After printing the test page the printer stops responding and dmesg is

rivers/usb/class/usblp.c: usblp0: error -19 reading printer status

drivers/usb/class/usblp.c: usblp0: error -19 reading printer status

drivers/usb/class/usblp.c: usblp0: error -19 reading printer status

drivers/usb/class/usblp.c: usblp0: error -19 reading printer status

drivers/usb/class/usblp.c: usblp0: error -19 reading printer status

drivers/usb/class/usblp.c: usblp0: removed

and doesnt work until I disconnect the printer from usb.

I dont know what im doing wrong with gimp-print. I emerge gimp-print ..

media-gfx/gimp-print-4.2.7  +cups +foomaticdb +gtk +nls -ppds +readline

I installed gnome-cups-manager and still have no gimp-print drivers.

▶ MATERIAL
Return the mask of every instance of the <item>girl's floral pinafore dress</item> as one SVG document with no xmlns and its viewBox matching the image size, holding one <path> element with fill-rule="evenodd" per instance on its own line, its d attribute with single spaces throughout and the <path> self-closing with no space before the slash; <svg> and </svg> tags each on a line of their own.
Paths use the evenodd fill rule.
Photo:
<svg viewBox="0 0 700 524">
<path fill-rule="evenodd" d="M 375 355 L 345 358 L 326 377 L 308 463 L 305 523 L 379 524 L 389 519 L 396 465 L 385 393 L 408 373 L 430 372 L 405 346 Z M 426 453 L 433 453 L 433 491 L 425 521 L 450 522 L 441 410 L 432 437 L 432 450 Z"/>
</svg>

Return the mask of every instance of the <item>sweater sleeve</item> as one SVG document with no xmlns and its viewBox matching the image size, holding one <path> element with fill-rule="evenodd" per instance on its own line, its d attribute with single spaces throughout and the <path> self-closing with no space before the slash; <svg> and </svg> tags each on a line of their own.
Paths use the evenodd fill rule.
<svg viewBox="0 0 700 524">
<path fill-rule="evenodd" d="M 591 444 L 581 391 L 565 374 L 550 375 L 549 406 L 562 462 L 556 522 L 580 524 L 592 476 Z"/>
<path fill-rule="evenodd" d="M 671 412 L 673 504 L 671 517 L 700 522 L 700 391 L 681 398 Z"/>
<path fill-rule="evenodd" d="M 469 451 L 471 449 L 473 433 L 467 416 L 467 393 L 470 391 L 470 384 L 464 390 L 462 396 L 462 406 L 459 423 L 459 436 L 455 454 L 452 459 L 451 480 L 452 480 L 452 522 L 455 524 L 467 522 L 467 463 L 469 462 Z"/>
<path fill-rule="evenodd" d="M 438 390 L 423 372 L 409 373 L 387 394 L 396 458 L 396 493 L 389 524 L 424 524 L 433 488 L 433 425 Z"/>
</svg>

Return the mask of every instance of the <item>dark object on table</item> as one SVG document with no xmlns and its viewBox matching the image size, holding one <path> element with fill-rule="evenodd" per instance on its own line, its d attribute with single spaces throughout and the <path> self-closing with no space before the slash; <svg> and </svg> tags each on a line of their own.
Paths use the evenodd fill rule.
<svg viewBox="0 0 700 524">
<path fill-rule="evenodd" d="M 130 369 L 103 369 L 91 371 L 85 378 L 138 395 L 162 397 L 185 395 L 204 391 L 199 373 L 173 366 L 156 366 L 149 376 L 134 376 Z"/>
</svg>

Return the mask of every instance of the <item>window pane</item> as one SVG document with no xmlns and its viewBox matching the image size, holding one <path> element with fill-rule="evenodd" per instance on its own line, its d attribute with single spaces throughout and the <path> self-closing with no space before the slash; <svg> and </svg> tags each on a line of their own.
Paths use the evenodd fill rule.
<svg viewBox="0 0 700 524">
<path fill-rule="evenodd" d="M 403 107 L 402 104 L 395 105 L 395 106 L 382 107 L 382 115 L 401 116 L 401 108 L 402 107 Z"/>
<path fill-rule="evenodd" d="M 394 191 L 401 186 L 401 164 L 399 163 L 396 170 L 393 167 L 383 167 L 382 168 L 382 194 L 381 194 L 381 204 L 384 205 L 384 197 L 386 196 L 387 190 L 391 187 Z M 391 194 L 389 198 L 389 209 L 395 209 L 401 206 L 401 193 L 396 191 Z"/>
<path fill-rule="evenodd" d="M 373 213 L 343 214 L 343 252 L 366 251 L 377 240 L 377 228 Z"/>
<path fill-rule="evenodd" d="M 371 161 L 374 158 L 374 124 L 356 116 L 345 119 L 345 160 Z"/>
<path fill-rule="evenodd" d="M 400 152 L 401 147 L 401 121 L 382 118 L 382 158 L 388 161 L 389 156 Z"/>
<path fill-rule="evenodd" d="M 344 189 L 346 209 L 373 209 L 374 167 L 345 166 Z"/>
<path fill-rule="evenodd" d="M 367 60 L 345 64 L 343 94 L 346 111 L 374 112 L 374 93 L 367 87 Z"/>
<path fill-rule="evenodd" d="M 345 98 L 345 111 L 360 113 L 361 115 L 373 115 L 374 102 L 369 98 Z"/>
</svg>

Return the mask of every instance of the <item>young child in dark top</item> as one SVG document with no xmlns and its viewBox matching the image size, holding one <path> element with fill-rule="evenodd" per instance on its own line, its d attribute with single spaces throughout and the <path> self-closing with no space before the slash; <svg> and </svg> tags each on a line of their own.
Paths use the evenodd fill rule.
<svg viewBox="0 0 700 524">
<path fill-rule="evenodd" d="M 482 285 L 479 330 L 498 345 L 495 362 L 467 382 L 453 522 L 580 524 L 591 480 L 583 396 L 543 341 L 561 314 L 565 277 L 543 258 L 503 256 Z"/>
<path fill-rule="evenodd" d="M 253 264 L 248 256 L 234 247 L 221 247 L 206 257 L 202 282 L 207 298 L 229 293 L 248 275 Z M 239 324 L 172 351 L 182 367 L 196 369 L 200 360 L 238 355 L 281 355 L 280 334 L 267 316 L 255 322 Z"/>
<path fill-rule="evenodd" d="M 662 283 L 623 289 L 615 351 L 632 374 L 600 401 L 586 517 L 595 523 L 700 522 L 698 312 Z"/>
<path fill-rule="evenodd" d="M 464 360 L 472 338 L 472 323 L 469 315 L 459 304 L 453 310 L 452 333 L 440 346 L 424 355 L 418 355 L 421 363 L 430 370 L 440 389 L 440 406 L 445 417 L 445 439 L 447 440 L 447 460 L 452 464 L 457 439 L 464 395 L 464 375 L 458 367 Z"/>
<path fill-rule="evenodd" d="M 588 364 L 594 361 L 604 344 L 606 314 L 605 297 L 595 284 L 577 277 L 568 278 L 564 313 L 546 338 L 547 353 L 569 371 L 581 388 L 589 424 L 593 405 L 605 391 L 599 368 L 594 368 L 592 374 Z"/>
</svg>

▶ GIVEN PROBLEM A
In the printer post, switch "printer" to "device" throughout everything from "drivers/usb/class/usblp.c: usblp0: removed" down to "no gimp-print drivers.", and give that span back.
▶ GIVEN PROBLEM B
Render the records from the line containing "Return the mask of every instance of the <item>young" down to the line containing "482 285 L 479" as a two-column CSV with the headers "prompt" and "response". Give one row per record and put each field in quotes, with its line breaks turned into spaces.

▶ WRITTEN SOLUTION A
drivers/usb/class/usblp.c: usblp0: removed

and doesnt work until I disconnect the device from usb.

I dont know what im doing wrong with gimp-print. I emerge gimp-print ..

media-gfx/gimp-print-4.2.7  +cups +foomaticdb +gtk +nls -ppds +readline

I installed gnome-cups-manager and still have no gimp-print drivers.

▶ WRITTEN SOLUTION B
prompt,response
"Return the mask of every instance of the <item>young child in dark top</item> as one SVG document with no xmlns and its viewBox matching the image size, holding one <path> element with fill-rule=""evenodd"" per instance on its own line, its d attribute with single spaces throughout and the <path> self-closing with no space before the slash; <svg> and </svg> tags each on a line of their own. Paths use the evenodd fill rule.","<svg viewBox=""0 0 700 524""> <path fill-rule=""evenodd"" d=""M 482 285 L 479 330 L 498 345 L 495 362 L 467 382 L 453 522 L 580 524 L 591 480 L 583 396 L 543 341 L 561 314 L 565 277 L 543 258 L 503 256 Z""/>"